> _Document section_:

>>>>

Eddie Keher

Personal information
- Native name: Éamonn Ó Cathaoir (Irish)
- Born: 14 October 1941 (age 84) Inistioge, County Kilkenny, Ireland
- Occupation: Bank official
- Height: 6 ft 0 in (183 cm)

Sport
- Sport: Hurling
- Position: Corner-forward

Club
- Years: Club
- Rower–Inistioge

Club titles
- Kilkenny titles: 1

Inter-county*
- Years: County / Apps (scores)
- 1959–1977: Kilkenny / 50 (35–336)

Inter-county titles
- Leinster titles: 10
- All-Irelands: 6
- NHL: 3
- All Stars: 5
- *Inter County team apps and scores correct as of 05:55, 31 May 2017.

= Eddie Keher =

Irish hurler (born 1941)

Edward Peter Keher (/ˈkɛər/; born 14 October 1941) is an Irish former hurler who played as a half-forward for the Kilkenny county team from 1959 to 1977.

<<<<

> _Data for processing_:
>>>>

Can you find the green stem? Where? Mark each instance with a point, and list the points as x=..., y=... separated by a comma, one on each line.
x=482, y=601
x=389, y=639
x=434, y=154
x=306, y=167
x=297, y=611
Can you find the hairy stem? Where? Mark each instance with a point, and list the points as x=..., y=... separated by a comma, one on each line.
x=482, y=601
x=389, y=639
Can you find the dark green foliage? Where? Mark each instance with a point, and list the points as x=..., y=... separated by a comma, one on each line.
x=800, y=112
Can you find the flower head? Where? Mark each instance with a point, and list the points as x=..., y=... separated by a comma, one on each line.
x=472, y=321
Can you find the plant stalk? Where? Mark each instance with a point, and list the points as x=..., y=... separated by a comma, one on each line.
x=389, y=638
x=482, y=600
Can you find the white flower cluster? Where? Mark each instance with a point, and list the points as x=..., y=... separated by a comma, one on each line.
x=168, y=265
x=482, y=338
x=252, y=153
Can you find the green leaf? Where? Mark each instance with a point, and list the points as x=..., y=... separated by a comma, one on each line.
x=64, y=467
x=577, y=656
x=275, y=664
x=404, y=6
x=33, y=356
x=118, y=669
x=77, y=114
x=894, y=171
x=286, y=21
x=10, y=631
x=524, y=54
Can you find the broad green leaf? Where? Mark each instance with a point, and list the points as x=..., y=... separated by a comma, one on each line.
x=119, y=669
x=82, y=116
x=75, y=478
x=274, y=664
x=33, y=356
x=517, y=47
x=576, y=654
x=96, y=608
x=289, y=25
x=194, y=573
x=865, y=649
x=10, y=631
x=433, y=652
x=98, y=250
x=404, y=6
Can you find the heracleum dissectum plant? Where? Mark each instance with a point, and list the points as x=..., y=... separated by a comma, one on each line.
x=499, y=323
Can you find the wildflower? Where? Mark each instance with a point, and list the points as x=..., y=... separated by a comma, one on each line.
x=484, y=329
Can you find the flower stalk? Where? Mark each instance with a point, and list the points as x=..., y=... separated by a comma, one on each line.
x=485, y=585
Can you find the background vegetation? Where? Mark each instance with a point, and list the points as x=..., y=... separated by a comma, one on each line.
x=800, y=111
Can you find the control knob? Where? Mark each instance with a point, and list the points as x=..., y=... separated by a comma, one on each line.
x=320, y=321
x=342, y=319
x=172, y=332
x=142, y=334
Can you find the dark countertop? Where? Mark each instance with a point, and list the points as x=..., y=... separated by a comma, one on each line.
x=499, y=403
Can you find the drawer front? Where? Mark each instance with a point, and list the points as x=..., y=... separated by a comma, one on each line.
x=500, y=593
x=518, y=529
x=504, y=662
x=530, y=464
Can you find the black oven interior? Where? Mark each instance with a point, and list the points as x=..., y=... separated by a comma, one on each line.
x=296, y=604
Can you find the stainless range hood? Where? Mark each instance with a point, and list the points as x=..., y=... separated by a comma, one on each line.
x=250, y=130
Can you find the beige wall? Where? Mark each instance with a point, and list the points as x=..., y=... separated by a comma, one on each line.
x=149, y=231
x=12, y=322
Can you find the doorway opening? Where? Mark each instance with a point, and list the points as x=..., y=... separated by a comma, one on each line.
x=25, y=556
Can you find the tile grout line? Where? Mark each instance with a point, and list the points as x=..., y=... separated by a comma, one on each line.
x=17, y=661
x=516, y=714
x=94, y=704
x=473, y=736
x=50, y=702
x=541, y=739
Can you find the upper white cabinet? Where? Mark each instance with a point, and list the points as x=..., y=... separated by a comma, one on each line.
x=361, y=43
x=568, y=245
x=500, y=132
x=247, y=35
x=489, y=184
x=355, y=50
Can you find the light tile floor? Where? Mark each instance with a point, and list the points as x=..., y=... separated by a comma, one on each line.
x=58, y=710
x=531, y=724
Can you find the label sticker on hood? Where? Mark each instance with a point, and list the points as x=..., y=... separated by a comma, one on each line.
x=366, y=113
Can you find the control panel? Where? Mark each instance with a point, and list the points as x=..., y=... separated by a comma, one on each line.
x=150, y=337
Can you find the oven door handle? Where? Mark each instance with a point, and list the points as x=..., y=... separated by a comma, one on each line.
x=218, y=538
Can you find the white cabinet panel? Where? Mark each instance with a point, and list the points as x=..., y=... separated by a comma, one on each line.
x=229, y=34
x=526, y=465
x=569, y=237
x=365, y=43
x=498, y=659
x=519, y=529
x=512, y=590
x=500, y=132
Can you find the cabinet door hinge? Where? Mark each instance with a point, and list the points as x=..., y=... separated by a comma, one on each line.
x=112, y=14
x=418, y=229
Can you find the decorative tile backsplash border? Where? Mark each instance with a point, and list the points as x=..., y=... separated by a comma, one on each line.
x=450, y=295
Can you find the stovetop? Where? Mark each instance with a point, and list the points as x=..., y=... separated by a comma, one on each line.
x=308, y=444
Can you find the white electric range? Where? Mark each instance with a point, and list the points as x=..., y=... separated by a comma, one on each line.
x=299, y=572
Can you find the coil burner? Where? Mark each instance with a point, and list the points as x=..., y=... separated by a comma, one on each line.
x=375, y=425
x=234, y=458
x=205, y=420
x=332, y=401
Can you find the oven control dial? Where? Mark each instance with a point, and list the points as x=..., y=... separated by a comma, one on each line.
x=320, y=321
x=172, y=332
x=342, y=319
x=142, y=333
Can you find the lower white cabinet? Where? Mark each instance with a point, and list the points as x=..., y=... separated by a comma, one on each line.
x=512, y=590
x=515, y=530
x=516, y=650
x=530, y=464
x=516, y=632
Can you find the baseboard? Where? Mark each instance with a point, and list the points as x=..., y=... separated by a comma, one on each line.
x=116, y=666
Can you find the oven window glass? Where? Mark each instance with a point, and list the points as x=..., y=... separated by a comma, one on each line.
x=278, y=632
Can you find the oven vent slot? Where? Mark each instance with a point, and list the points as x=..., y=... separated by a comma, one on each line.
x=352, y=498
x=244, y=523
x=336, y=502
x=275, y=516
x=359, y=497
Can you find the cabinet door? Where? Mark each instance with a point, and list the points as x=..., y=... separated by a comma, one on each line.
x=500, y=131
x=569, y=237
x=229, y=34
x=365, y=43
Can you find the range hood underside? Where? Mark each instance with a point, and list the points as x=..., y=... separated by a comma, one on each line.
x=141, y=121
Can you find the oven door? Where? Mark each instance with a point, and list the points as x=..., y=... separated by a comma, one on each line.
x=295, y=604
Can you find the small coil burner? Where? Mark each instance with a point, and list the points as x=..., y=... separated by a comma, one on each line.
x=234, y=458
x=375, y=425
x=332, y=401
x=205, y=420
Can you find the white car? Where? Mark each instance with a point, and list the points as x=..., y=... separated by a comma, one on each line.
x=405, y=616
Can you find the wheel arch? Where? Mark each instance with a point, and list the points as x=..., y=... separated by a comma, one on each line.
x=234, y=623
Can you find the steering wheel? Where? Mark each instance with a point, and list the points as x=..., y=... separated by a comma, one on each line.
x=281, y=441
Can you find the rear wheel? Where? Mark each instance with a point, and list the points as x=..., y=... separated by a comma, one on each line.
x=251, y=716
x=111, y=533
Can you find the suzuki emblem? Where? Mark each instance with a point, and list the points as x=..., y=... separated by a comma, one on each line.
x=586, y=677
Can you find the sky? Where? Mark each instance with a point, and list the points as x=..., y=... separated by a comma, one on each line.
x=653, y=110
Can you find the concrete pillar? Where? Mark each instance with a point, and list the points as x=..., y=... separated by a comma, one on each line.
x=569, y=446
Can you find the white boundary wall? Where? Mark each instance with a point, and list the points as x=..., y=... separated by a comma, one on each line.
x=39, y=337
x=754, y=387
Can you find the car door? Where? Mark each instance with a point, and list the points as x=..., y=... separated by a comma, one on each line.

<<<<

> _Work to complete_:
1 > Summarize the Eddie Keher profile in two sentences.
2 > In the records, reproduce the stretch from the line that contains "Can you find the small" through the line that contains "x=281, y=441", both ends included.

> _Task results_:
1 > Eddie Keher, born on 14 October 1941 in Inistioge, County Kilkenny, is an Irish former hurler who played for the Kilkenny county team from 1959 to 1977 and worked as a bank official. His inter-county titles include 10 Leinster titles, 6 All-Irelands, 3 NHL titles, and 5 All Stars.

2 >
Can you find the small coil burner? Where? Mark each instance with a point, and list the points as x=..., y=... separated by a comma, one on each line.
x=234, y=458
x=375, y=425
x=332, y=401
x=205, y=420
Can you find the white car? Where? Mark each instance with a point, and list the points as x=..., y=... separated by a comma, one on each line.
x=405, y=616
Can you find the wheel arch? Where? Mark each instance with a point, and list the points as x=..., y=... separated by a comma, one on each line.
x=234, y=623
Can you find the steering wheel? Where? Mark each instance with a point, and list the points as x=..., y=... separated by a comma, one on each line.
x=281, y=441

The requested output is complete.